* WRITTEN PROBLEM *
Reproduce the data verbatim from the line with "Identify the stone balustrade" up to and including the line with "[244,197,258,209]", and output only those lines.

begin DATA EXCERPTS

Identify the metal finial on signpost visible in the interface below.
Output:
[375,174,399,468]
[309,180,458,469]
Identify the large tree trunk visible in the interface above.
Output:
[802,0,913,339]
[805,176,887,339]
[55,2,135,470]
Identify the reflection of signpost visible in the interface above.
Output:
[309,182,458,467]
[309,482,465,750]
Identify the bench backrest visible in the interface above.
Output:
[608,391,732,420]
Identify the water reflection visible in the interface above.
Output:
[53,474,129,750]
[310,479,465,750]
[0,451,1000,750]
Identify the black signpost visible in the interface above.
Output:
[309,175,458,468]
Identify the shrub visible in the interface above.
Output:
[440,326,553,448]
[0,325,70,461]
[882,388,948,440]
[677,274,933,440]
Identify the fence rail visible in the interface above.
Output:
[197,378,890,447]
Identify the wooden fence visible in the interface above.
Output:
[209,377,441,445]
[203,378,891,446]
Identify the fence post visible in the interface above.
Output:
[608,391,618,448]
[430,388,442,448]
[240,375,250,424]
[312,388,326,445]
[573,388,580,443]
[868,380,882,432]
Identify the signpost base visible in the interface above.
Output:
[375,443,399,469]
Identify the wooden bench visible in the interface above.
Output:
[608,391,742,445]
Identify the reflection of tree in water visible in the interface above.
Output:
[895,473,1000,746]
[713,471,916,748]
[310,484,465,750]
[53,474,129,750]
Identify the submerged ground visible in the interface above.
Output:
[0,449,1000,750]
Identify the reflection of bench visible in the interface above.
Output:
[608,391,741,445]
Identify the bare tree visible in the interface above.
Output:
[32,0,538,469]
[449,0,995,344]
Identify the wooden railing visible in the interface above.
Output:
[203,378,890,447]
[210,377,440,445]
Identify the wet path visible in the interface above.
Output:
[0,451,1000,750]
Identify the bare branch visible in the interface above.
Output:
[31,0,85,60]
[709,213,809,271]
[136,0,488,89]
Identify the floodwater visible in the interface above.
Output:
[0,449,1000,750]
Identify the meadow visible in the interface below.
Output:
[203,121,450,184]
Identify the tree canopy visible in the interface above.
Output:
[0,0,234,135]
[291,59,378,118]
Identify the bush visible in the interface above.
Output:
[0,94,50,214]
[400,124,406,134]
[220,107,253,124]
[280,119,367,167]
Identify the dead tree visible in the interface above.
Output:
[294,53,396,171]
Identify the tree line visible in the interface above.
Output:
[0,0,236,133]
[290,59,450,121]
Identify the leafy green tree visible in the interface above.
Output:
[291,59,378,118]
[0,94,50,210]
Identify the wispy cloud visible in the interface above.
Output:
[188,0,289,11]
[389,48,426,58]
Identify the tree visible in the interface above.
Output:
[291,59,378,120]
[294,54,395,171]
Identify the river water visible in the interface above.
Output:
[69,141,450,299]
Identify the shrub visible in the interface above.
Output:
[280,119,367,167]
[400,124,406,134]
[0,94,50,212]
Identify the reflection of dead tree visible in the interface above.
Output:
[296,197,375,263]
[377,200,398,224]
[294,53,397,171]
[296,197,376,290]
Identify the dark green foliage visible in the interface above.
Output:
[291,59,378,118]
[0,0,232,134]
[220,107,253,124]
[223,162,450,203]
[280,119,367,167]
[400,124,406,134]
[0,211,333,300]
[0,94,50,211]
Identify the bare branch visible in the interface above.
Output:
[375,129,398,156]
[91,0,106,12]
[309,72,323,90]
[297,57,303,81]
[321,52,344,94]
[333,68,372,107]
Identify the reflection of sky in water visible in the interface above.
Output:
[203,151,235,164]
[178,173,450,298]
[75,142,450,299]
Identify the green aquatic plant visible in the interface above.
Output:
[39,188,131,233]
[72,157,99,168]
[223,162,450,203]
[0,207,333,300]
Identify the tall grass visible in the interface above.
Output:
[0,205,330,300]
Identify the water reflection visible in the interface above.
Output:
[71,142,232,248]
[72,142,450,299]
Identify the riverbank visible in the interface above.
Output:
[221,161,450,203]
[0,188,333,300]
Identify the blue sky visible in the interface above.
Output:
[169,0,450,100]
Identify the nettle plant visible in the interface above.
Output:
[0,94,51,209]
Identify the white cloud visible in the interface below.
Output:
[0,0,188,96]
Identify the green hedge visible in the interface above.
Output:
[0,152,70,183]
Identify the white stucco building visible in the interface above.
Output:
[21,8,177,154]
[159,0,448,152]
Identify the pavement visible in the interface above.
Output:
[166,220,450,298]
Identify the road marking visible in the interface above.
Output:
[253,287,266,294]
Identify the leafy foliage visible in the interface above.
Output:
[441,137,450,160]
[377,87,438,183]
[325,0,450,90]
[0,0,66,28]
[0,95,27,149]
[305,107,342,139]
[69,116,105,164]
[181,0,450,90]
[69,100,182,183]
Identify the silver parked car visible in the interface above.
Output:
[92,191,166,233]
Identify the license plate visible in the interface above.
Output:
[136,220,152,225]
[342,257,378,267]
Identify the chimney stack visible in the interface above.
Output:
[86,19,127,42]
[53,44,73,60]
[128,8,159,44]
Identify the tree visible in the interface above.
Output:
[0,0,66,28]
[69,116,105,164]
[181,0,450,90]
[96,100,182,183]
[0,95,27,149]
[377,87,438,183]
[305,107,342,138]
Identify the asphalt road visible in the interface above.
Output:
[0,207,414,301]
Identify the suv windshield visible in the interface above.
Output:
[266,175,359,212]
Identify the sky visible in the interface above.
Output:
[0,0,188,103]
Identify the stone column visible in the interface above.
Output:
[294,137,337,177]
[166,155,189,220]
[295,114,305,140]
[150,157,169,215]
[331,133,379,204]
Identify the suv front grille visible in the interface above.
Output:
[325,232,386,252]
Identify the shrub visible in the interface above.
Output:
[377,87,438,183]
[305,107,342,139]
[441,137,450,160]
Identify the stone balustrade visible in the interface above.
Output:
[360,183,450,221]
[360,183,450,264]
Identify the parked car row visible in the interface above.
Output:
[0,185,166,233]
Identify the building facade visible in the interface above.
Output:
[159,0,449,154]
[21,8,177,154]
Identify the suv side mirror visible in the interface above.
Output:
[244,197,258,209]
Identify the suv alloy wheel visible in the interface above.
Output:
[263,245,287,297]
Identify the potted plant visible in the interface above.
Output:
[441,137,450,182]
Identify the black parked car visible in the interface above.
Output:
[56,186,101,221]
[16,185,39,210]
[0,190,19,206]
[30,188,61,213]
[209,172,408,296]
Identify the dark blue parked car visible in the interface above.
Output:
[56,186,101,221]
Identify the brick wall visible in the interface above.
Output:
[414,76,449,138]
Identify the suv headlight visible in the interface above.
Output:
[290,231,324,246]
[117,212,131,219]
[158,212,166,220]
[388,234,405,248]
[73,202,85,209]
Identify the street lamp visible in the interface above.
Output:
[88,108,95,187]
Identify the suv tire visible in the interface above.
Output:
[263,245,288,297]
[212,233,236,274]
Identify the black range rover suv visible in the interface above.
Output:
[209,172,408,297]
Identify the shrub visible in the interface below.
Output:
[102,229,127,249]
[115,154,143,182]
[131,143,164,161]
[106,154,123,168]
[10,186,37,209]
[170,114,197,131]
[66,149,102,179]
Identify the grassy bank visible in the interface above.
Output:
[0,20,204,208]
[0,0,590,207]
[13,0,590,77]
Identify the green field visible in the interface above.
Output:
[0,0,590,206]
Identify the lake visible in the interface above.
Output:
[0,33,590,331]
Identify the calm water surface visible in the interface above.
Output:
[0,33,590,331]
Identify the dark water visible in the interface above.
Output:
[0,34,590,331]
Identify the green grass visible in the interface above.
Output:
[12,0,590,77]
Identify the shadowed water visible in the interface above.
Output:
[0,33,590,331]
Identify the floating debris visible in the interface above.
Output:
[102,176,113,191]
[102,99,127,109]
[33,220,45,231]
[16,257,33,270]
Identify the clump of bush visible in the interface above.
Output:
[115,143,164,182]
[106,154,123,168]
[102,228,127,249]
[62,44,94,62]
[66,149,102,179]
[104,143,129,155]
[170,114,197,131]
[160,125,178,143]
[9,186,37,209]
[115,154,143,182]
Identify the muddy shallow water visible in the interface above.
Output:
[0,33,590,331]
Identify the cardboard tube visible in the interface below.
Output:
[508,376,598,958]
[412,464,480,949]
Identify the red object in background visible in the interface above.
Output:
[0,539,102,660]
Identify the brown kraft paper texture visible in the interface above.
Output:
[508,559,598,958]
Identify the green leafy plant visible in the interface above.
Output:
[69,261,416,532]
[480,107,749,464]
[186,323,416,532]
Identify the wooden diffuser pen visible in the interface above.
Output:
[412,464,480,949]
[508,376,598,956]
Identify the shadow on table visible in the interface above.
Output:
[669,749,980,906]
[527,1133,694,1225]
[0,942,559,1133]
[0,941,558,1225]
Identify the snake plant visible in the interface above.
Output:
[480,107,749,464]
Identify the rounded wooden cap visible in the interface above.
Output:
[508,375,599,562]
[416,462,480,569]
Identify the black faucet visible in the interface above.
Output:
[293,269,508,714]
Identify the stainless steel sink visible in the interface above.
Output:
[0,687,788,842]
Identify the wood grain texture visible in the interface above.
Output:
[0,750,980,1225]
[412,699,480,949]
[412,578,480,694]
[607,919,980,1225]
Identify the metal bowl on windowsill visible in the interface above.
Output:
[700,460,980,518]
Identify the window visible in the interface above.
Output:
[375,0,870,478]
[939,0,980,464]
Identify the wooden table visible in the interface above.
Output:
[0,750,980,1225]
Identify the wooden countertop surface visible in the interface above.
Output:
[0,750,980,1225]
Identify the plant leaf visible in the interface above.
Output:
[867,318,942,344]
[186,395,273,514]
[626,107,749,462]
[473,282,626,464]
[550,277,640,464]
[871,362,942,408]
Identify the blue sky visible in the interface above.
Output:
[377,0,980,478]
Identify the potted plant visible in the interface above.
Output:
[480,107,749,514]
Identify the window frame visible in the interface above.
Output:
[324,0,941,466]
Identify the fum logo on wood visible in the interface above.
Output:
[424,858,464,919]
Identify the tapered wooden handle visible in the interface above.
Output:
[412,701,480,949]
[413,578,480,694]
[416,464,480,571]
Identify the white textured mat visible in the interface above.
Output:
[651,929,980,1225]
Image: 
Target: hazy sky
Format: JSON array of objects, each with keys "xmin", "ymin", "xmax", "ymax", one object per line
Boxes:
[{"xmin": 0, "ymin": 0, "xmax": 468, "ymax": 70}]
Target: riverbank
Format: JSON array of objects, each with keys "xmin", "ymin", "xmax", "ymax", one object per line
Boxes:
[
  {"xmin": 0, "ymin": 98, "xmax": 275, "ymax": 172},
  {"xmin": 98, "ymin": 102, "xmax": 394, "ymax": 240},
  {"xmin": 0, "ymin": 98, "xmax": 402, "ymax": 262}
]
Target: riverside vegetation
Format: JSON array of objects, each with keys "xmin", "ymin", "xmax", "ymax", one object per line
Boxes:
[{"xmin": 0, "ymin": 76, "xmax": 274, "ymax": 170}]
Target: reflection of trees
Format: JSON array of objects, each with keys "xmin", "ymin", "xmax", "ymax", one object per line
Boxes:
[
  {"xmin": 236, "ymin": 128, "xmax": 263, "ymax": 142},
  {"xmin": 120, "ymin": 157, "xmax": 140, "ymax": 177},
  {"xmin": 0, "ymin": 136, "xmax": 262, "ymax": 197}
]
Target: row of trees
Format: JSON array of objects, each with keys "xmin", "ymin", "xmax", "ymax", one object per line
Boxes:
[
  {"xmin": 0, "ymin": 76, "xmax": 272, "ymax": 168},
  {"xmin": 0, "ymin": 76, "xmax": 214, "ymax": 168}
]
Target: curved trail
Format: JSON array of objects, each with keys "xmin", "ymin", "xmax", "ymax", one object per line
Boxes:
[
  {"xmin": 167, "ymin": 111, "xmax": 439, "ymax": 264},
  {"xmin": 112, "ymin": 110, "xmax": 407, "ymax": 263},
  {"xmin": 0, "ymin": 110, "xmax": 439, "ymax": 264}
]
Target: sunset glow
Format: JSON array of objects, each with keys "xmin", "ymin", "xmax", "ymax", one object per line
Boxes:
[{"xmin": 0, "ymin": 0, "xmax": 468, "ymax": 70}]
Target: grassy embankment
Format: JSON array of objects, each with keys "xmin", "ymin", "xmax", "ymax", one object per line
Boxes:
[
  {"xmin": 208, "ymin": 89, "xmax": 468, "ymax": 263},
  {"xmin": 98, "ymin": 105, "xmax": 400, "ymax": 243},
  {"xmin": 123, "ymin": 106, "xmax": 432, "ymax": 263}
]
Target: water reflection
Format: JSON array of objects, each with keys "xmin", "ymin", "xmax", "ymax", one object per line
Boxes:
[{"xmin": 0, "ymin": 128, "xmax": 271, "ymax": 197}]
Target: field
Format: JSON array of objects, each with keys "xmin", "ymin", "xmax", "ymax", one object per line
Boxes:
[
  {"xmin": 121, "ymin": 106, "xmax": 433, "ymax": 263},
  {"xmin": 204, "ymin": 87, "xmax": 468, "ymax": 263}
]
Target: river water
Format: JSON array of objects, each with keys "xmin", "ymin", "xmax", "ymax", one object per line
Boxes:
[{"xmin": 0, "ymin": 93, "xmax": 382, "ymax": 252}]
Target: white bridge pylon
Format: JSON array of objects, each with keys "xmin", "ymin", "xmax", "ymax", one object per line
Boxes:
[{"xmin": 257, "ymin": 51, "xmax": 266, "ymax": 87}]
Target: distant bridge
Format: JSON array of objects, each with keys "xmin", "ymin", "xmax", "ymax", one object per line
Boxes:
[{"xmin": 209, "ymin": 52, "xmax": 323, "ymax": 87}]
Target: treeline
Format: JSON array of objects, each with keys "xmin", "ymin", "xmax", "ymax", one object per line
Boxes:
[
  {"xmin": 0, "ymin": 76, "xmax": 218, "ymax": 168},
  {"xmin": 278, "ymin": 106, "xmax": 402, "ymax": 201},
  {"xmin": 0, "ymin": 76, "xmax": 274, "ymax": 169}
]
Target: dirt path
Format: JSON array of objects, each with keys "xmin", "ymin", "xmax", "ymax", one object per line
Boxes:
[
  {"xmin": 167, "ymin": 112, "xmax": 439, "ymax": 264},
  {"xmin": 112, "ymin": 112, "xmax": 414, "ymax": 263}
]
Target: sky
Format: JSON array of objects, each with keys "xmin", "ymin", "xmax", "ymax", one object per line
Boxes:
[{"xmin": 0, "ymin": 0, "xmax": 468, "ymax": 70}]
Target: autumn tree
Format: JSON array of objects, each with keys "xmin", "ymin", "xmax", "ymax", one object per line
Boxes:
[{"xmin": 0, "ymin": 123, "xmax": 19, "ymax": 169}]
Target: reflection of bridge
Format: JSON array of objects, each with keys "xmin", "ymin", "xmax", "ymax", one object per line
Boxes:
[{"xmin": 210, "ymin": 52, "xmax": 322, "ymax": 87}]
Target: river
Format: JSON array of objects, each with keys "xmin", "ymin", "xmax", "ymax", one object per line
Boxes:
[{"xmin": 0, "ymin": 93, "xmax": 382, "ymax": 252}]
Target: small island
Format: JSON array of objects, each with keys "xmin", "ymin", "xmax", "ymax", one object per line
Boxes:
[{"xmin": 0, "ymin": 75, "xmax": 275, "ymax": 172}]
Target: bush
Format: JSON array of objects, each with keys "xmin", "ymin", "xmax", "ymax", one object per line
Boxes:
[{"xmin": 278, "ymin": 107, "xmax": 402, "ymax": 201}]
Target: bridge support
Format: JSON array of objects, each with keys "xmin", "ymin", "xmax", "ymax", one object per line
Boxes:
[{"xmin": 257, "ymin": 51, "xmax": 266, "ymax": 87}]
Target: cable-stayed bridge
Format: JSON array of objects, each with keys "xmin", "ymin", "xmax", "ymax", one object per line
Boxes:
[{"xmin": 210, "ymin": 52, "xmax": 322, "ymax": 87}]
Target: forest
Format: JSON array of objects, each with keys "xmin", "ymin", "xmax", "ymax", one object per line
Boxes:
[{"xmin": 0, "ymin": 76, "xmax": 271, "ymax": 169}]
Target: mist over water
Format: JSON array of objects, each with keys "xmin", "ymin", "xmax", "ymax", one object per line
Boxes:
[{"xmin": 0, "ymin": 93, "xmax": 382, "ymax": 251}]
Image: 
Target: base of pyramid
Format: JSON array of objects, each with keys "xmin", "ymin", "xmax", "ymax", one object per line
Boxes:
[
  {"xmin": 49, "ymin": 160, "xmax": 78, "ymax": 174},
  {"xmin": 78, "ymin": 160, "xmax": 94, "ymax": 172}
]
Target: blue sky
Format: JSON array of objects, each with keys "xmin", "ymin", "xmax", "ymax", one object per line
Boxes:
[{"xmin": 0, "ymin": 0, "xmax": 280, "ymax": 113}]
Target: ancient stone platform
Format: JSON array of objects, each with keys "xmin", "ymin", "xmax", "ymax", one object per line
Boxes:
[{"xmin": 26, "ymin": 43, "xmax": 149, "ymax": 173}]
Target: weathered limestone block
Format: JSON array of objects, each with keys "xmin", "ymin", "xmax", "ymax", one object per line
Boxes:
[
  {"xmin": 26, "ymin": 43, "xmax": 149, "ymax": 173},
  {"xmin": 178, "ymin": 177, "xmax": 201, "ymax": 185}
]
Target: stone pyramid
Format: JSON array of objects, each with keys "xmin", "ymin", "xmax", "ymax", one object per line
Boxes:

end DATA EXCERPTS

* FULL RESPONSE *
Identify the stone balustrade visible in the interface above.
Output:
[360,183,450,221]
[360,183,450,264]
Identify the parked car row visible in the interface above.
Output:
[0,185,166,233]
Identify the building facade visible in the interface above.
Output:
[159,0,449,154]
[21,8,177,154]
Identify the suv side mirror visible in the interface above.
Output:
[244,197,258,209]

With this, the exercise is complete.